>> START Extracted text

As usual, the Pharisees have a fit when they see the people revering the Savior and tell Him that He should stop them. Also as usual, He quotes scriptures to them so that they will understand that He cannot stop the people from recognizing who He is, and frankly at this point, He does not care. At this point in His life, the Savior has come into His glory and there are few things left to do before fulfilling His final mission. Matthew does not record the first instance, but the Savior actually cleanses the temple twice in His lifetime. The first time, He refers to the temple as His Father's house. However, this time, He refers to the temple as His house. I think it's after the Mount of Transfiguration that He comes into His glory and refers to the temple as His house.

You would think, after 3 years, that the Pharisees would be tired of trying to trick Jesus and trap Him in His words. But it would seem, like some people I have met in my life, they are just not happy unless their plans are dumped on their heads and they land on their faces in front of the people, who they fear to offend. It's just so funny to me that Jesus is SO much smarter than the Pharisees but they keep trying anyway. In this chapter, they want to know where Jesus got His authority to preach and perform miracles from. So Jesus states that He will answer them if they will answer His question of whether or not the baptism of John was divine or made up.

As usual, their fear of losing their power and upsetting the people is their downfall. They know that if they say it was divine that Jesus will rebuke them for not believing in it and being baptized, but they knew that it they said it was made up, that the general people would get upset because the people all believed that John was a prophet. So, they thought they had come up with the perfect answer and instead just plead ignorance. Which is not a bad answer considering their predicament, however, since they could not, or rather would not answer His question, Jesus declines to answer theirs. It is so funny how every time they try and trap Him, all He does is turn it right back on their heads and trap them instead.

The Pharisees were not stupid men. They know the scriptures and despite being a little overzealous, they understand Jesus' parables and when He is referring to them. Jesus gives them the parable of the unjust husbandmen who of course, represent the kingdom of the Jews. The Pharisees recognize at the end that the parable is about them and are quite upset about it, but once again they are afraid of upsetting the people and so they do nothing to Him. Now, the JST continues the story just a bit by stating that His Apostles came to Him and asked about the parable He just spake unto the Pharisees and Jesus reveals that the Kingdom of Heaven will pass from the Jews to the Gentiles. But it will not reside with the Gentiles forever since they too will be destroyed at His Second Coming. It is interesting that the Lord reveals to them that He will give His Kingdom to Gentiles here, but when Peter receives his vision later in the book of Acts to take the Gospel to the Gentiles there is resistance. Of course the Apostles were also flat out told that the Savior would be crucified and resurrected 3 days later and did not understand that either so I guess it is not all that strange.

>> END Extracted text

# Set tasks
**A.** Answer these questions from the commentary:
(i) How many times does the Savior cleanse the temple during His lifetime?
(ii) What question does Jesus ask the Pharisees before He will say where His authority comes from?
(iii) In the parable of the unjust husbandmen, what do the husbandmen represent?
**B.** Quote the commentary word for word, from "As usual, the Pharisees" to "and refers to the temple as His house.".
Answer from the commentary alone, without outside sources.

>> START Record extracts

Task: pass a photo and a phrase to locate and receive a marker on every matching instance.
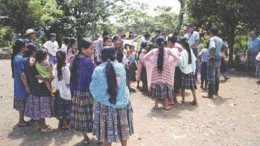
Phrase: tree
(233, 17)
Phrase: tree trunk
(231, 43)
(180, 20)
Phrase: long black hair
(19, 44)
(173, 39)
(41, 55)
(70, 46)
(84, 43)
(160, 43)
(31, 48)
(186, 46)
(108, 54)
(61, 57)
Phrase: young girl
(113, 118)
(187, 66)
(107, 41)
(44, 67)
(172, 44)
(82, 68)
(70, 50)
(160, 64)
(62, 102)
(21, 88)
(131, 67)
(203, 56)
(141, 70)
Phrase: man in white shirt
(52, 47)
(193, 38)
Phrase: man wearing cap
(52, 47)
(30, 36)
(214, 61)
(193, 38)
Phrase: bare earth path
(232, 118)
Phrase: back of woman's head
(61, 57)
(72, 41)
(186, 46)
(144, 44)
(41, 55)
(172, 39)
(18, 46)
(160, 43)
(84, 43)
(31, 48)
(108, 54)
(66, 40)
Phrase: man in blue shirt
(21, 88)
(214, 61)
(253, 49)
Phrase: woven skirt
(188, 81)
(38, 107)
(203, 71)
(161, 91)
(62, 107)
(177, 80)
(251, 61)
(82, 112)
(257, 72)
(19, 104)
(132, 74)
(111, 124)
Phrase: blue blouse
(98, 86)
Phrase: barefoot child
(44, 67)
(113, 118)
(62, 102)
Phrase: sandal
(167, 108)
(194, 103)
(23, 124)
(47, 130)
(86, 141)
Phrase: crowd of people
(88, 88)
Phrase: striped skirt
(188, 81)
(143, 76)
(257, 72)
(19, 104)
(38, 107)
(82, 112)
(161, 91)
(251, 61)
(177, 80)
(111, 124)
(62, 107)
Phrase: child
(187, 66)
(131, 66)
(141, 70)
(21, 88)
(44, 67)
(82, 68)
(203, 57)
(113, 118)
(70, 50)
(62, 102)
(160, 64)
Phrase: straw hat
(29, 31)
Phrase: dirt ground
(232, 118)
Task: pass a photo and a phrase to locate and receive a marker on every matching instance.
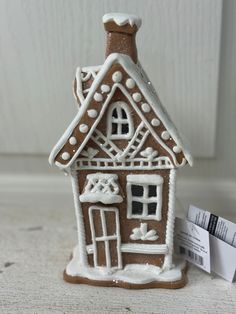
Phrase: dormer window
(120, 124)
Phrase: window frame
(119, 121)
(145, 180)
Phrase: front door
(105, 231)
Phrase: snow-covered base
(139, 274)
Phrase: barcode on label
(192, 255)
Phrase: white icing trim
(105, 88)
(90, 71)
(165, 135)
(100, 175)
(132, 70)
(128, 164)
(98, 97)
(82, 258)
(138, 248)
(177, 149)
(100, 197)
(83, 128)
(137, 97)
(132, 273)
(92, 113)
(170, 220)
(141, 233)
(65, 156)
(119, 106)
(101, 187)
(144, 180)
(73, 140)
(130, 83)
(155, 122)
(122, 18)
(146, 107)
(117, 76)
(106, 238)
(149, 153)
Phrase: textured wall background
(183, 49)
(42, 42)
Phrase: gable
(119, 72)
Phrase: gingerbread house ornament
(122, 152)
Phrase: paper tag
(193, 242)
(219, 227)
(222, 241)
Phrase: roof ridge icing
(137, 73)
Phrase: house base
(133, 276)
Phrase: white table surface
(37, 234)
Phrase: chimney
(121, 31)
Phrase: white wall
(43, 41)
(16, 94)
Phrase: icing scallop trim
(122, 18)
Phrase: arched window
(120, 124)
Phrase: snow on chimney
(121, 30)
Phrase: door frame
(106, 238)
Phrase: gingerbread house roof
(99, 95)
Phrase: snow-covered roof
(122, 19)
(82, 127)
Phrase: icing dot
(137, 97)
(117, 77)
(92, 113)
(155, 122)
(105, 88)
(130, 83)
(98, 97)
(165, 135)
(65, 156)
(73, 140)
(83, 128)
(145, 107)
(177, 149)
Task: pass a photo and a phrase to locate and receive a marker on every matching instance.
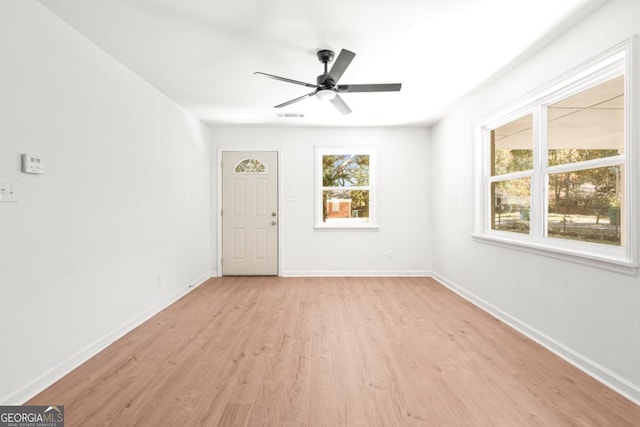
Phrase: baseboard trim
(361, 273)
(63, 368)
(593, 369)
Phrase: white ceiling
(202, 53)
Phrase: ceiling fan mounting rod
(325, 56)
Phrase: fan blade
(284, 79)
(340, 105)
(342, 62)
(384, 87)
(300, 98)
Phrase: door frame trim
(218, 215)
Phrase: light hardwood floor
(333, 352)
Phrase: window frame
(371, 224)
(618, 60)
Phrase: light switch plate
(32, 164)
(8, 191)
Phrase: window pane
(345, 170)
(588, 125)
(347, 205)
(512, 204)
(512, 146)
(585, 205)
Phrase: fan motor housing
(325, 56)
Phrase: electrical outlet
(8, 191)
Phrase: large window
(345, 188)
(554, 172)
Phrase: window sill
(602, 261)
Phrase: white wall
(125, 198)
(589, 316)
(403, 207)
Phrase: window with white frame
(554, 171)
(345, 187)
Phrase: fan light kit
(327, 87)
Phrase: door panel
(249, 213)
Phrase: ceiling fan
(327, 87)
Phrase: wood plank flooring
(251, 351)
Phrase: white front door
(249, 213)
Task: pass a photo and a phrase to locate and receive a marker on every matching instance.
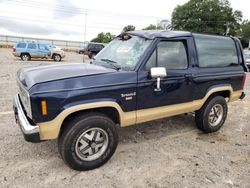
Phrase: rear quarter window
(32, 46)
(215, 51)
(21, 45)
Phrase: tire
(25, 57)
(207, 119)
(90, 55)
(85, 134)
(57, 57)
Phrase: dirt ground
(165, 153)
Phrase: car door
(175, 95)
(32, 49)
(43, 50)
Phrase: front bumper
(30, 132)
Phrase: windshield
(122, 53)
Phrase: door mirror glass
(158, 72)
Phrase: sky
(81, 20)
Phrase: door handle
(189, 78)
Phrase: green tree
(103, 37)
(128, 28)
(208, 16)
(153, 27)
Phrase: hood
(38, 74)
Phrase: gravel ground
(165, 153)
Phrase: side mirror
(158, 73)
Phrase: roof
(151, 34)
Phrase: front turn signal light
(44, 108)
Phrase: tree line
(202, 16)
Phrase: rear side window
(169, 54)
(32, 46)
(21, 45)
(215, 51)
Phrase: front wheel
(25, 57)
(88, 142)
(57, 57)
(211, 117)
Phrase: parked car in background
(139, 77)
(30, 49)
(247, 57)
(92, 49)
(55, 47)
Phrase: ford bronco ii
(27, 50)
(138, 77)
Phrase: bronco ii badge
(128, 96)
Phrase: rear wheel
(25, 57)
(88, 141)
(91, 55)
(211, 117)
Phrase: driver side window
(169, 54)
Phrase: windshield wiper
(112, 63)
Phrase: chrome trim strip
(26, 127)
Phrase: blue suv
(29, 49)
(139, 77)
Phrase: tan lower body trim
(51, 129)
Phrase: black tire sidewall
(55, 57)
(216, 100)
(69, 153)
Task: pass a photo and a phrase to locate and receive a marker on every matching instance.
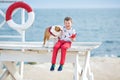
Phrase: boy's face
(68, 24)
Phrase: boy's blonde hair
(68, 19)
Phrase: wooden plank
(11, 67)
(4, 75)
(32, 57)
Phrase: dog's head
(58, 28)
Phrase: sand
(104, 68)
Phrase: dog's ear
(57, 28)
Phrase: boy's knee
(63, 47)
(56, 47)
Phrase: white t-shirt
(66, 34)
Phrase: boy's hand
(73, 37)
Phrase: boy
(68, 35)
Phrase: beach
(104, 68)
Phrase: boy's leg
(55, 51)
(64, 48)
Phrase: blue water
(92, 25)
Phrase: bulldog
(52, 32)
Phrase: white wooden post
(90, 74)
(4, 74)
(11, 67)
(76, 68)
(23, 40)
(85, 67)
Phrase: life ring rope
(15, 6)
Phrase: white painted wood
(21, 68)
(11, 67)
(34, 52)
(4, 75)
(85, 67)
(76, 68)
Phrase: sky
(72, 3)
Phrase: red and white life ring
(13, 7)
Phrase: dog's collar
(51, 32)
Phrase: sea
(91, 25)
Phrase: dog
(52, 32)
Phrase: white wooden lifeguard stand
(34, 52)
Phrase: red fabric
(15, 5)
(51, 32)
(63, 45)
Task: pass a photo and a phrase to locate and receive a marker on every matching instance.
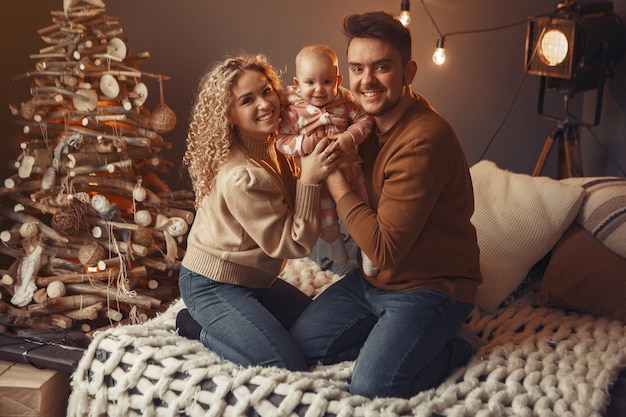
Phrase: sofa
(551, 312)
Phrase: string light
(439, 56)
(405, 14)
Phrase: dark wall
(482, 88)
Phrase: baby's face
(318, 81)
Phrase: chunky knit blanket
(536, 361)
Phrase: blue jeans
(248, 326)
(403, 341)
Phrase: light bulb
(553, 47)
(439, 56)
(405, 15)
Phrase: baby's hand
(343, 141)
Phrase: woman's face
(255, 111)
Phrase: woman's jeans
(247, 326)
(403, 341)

>> END Record extracts

# Written answers
**A.**
(i) Twice.
(ii) Whether the baptism of John was divine or made up.
(iii) The kingdom of the Jews.

**B.**
As usual, the Pharisees have a fit when they see the people revering the Savior and tell Him that He should stop them. Also as usual, He quotes scriptures to them so that they will understand that He cannot stop the people from recognizing who He is, and frankly at this point, He does not care. At this point in His life, the Savior has come into His glory and there are few things left to do before fulfilling His final mission. Matthew does not record the first instance, but the Savior actually cleanses the temple twice in His lifetime. The first time, He refers to the temple as His Father's house. However, this time, He refers to the temple as His house. I think it's after the Mount of Transfiguration that He comes into His glory and refers to the temple as His house.